— start of Task material —

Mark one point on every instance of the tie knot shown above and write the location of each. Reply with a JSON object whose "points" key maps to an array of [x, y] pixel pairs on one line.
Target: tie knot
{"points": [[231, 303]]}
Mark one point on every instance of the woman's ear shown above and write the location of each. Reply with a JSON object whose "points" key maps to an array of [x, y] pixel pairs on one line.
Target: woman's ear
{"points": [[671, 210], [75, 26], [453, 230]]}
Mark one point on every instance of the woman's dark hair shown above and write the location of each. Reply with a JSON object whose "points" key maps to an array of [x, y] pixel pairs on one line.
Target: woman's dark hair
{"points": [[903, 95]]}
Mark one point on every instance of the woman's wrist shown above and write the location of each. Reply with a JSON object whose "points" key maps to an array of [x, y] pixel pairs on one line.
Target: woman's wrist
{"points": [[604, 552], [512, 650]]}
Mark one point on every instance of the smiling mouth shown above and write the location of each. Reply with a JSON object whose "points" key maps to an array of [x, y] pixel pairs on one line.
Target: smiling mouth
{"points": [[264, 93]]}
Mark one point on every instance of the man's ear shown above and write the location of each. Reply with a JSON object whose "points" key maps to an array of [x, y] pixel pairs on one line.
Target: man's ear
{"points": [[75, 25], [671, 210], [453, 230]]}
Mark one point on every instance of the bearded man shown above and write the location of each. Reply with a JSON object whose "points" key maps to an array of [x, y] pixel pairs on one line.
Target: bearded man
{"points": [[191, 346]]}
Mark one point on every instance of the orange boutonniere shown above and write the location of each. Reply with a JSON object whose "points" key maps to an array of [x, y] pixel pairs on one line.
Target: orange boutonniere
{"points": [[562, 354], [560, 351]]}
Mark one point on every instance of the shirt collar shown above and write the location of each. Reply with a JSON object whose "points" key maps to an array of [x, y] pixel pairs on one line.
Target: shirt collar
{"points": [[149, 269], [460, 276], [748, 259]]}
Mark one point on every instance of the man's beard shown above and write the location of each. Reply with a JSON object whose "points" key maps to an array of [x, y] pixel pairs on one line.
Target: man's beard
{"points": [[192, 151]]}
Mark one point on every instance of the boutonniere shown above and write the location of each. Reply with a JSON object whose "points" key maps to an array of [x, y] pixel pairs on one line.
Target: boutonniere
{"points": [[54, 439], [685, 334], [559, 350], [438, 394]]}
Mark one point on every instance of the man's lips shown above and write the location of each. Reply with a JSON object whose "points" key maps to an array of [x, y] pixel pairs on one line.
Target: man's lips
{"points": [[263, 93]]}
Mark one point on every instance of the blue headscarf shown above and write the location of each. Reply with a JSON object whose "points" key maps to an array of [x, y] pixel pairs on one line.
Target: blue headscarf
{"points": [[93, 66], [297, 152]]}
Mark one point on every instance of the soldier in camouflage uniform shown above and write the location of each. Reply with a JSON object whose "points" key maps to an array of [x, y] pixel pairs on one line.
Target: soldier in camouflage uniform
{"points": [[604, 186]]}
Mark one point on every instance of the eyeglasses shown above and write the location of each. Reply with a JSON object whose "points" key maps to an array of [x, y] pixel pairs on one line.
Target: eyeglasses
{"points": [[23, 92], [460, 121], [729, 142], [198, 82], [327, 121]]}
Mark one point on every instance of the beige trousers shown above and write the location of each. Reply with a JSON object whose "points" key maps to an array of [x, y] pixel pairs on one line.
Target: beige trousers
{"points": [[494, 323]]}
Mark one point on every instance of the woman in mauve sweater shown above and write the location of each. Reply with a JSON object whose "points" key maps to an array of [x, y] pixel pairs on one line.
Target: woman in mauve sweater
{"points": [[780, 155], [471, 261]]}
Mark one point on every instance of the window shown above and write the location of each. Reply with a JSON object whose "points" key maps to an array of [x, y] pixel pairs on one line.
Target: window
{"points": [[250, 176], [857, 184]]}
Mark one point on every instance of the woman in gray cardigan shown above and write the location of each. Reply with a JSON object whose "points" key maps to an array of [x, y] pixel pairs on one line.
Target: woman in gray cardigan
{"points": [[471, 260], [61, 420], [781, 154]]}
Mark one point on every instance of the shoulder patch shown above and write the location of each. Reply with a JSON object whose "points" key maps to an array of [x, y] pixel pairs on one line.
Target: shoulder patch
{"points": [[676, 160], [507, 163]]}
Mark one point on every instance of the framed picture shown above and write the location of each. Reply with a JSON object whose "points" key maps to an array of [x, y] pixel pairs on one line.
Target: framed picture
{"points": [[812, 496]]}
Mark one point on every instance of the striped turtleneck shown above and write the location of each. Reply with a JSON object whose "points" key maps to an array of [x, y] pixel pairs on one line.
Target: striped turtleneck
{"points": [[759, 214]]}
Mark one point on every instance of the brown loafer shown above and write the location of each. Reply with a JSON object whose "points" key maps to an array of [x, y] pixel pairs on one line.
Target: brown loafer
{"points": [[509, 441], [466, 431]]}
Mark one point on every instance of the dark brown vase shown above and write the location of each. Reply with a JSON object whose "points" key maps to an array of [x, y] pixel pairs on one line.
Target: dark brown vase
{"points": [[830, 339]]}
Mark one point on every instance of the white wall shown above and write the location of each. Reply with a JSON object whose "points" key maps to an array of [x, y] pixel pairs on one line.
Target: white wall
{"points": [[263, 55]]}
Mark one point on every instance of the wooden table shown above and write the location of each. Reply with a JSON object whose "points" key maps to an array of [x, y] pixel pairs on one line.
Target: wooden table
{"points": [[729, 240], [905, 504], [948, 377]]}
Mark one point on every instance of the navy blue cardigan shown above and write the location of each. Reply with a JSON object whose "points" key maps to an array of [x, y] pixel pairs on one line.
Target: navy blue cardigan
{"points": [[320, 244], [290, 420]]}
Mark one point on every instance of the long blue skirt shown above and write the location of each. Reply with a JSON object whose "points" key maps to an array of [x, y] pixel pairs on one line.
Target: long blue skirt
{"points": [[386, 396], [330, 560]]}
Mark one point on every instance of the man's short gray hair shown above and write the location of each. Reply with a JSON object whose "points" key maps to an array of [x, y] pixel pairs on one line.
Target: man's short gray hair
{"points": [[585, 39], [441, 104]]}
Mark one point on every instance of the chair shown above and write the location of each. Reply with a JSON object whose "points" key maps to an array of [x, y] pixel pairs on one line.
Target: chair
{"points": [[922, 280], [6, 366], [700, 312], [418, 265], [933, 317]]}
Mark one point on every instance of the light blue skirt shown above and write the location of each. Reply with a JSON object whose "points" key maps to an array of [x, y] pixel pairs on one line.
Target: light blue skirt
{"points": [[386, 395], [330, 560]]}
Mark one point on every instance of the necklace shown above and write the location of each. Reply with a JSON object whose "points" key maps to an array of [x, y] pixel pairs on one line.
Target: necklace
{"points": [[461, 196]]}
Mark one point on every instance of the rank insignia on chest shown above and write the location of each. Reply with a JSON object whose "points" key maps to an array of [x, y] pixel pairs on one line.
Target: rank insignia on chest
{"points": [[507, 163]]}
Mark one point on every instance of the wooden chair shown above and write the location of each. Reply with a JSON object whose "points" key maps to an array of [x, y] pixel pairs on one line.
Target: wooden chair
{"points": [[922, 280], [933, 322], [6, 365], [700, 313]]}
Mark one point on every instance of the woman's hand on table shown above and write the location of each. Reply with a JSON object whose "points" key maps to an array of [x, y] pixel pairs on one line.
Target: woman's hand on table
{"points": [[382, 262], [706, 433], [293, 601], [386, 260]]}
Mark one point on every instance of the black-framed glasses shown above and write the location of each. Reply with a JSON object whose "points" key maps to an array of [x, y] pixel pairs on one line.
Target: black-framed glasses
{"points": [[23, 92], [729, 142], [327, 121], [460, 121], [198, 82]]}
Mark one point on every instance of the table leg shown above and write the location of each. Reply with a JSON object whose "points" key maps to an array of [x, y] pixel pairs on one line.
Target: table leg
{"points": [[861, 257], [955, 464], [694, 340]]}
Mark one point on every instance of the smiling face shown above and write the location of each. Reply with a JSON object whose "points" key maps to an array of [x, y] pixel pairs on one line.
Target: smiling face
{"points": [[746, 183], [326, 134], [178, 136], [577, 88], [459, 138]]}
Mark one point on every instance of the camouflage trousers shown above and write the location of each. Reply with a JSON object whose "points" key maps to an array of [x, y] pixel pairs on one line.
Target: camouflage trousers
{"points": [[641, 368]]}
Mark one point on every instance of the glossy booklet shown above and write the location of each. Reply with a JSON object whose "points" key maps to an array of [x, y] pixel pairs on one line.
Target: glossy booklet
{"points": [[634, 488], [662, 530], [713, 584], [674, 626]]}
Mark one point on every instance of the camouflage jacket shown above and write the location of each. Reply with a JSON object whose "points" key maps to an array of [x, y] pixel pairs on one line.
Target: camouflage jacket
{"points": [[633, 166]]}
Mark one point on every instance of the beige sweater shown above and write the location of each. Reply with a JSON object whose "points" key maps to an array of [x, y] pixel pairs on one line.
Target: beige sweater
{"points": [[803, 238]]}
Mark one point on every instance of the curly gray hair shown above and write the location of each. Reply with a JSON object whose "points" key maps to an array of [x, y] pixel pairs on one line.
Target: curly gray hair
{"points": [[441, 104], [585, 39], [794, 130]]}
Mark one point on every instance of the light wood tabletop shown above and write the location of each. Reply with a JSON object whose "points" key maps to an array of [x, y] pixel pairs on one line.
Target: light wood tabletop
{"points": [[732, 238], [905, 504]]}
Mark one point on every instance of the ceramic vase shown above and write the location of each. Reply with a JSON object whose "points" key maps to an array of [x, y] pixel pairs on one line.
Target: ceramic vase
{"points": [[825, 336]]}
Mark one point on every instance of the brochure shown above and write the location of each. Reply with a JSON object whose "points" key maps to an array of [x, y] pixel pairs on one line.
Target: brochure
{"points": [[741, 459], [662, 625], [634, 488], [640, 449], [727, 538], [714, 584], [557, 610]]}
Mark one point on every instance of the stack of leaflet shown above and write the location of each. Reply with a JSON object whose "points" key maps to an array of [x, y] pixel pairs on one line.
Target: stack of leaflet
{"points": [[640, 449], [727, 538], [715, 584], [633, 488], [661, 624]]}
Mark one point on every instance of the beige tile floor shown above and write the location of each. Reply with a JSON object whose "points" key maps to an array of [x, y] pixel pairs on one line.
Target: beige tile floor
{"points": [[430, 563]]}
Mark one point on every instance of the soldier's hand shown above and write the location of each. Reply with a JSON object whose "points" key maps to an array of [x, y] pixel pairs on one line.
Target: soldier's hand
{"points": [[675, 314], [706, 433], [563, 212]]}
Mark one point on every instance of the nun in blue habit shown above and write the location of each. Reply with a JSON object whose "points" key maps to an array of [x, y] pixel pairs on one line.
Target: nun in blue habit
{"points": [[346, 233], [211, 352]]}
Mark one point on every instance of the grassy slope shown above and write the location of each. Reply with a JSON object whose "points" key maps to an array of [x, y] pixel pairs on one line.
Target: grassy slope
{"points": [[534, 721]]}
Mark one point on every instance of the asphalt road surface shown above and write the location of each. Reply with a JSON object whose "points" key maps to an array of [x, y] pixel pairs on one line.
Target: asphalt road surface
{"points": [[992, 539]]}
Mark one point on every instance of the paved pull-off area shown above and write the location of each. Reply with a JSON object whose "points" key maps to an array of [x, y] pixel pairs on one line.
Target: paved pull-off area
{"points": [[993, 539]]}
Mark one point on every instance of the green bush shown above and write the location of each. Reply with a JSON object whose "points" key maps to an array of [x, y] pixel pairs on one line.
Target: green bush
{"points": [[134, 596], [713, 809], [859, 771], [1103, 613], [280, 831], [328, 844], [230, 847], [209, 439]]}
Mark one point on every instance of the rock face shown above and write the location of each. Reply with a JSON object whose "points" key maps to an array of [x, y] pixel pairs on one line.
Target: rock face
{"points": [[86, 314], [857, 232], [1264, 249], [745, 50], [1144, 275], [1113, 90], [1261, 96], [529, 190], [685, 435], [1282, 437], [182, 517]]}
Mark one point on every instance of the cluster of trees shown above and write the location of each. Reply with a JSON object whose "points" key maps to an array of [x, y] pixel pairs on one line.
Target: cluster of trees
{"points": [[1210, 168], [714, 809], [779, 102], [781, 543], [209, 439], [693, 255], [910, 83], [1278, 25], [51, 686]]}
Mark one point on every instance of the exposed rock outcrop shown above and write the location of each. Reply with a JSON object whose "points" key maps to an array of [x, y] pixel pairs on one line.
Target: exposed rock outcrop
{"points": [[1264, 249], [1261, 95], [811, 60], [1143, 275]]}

— end of Task material —

What you have to do – Render the records from the line containing "Mark one point on every instance of the rock" through the end of the records, inclusive, as a two-column CSV with the header row request,points. Give one row per request, with its text and its answer each in a single quoted field, and replace line breaks with spaces.

Task output –
request,points
"Mark one point on every instance of the rock face shown above and write the location of each. Reply with a JSON object whose ""points"" key maps to an array of [x, y] pixel pairs on one line. Target: rock face","{""points"": [[86, 314], [857, 232], [1264, 249], [745, 50], [1144, 275], [1113, 90], [1261, 96], [529, 190], [685, 435], [1282, 437], [182, 517]]}"
"Mark one point on every instance of the cluster of trees shown above and write the location of each. Reply with a JSON object whose ""points"" key maps to an array of [x, y] pixel pairs on one line. Target: cluster of trees","{""points"": [[1210, 168], [714, 809], [779, 102], [781, 543], [209, 439], [693, 255], [910, 83], [1278, 25], [51, 686]]}"
"Mark one point on every instance of the exposed rock outcrop shown above and write the location of each. Reply with a JSON object whose ""points"" key maps to an array of [x, y] pixel pairs on one line. Target: exposed rock outcrop","{""points"": [[1264, 249], [1261, 95], [811, 60], [1143, 275]]}"